● Trecho escolhido
▽

Na segunda metade do século XIX o Brasil ainda era uma nação predominantemente rural, as primeiras indústrias ainda nem tinham surgido. O Barão de Mauá em meados do XIX decidiu levar para frente vários projetos de empreendimento, influenciados após viagens suas a Europa, onde ele teve contato com ferrovias, estaleiros, fábricas e outras tecnologias emergentes. Assim, tirando do próprio bolso ou formando sociedades, ele deu início a industrialização do Brasil, mesmo que de forma bem restrita, ainda assim, foi o ponta pé.

△

● Para fazer
1. No trecho sobre o Barão de Mauá, o que levou o barão a tocar vários projetos de empreendimento? Responda em uma a três frases.
2. Dê continuidade ao trecho sobre o Barão de Mauá, começando logo depois da última frase.
Você não vai precisar das linhas abaixo.

● Material

▽

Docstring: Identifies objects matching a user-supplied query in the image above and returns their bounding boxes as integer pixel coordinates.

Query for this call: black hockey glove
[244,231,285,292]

△

● Resultados das tarefas
1. Ele foi influenciado pelas viagens que fez à Europa. Lá teve contato com ferrovias, estaleiros, fábricas e outras tecnologias que estavam surgindo.

2.
Introdução
Irineu Evangelista de Sousa (1813-1889) nasceu na Vila de Nossa Senhora da Conceição do Arroio Grande, na então capitania de São Pedro e Rio Grande do Sul, sendo filho do fazendeiro João Evangelista de Ávila e Sousa e de Mariana de Batista de Jesus Carvalho. Embora seu pai fosse fazendeiro, assim como, seus avós, Irineu não advinha de uma família abastada propriamente. Seu pai foi assassinado durante uma invasão de bandidos as terras de sua fazenda, quando Irineu tinha seus cinco anos. Mais tarde sua mãe se casou novamente, mas por pressão do novo marido, teve que se afastar dos filhos. Irineu foi enviado para morar com seu tio Manuel José de Carvalho, que era agrimensor, jurista e depois político. O que levou o garoto a se mudar para o interior da província de São Paulo, onde vivia seu tio. (CALDEIRA, 1995).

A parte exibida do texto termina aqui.